### Request 1
Copy the GAMCO proxy contest text word for word, everything from "DO NOT VOTE" down to "receive from GAMCO.".
### Request 2
Answer these questions using the GAMCO proxy contest text.
(a) What color is the GAMCO proxy card that shareholders are told not to vote?
(b) For how many previous years has GAMCO made similar attempts to elect its own director candidates?
(c) What offer concerning GAMCO's candidates did GAMCO reject?

### Text section
Begin

GAMCO REPEATEDLY HAS FAILED TO PROPOSE ANY NEW STRATEGY TO
IMPROVE THE COMPANY’S OPERATIONS OR LONG-TERM PROSPECTS
    Fails to present an alternative strategy or articulate specific concerns
 
    Rejected our offer to accept one of their candidates for the Board
 
    DO NOT VOTE THE BLUE GAMCO PROXY CARD
Once again this year, GAMCO Asset Management, Inc. has announced its intent to proceed with an unnecessary proxy contest to elect its own director candidates to the Board, despite the failure of its similar attempts in each of the last two years. Like before, GAMCO has neglected to offer any alternative strategic plan and has consistently refused to communicate its specific concerns to management or your Board. We urge you to discard any proxy card you may receive from GAMCO.
Despite GAMCO’s futile attempts to gain shareholder support for its director nominees at the past two annual meetings, it again has proposed an alternative slate of candidates without presenting any valid arguments about why its nominees might be better qualified than the Board-recommended slate, or what alternative strategies the Company might pursue to create additional value for shareholders.

End

### Recorded data
Begin

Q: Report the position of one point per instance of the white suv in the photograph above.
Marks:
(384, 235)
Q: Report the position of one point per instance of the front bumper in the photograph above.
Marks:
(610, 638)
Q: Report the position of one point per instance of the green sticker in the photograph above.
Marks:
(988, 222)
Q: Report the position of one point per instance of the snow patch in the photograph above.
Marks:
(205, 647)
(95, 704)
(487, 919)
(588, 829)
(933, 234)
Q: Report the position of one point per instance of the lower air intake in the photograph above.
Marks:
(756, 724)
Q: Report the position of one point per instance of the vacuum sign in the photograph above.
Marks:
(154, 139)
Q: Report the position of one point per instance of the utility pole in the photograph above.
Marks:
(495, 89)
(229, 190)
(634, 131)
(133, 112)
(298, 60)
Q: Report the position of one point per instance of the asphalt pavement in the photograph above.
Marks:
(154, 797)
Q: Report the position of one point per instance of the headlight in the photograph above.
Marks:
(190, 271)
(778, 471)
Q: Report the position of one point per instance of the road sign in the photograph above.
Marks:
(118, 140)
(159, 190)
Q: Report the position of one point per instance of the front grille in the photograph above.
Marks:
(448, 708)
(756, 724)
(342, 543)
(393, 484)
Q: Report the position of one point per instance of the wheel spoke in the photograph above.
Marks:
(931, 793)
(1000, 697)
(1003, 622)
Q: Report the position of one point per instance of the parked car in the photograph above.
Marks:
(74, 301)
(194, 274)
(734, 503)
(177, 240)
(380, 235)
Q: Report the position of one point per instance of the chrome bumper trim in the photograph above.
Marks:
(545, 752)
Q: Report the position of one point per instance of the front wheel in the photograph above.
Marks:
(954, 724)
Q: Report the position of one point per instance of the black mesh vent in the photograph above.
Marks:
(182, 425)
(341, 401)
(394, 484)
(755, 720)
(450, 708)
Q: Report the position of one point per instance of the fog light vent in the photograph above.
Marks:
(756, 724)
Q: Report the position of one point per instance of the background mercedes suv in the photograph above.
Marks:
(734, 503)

End

### Full output 1
DO NOT VOTE THE BLUE GAMCO PROXY CARD
Once again this year, GAMCO Asset Management, Inc. has announced its intent to proceed with an unnecessary proxy contest to elect its own director candidates to the Board, despite the failure of its similar attempts in each of the last two years. Like before, GAMCO has neglected to offer any alternative strategic plan and has consistently refused to communicate its specific concerns to management or your Board. We urge you to discard any proxy card you may receive from GAMCO.

### Full output 2
(a) Blue.
(b) Two years.
(c) An offer to accept one of GAMCO's candidates for the Board.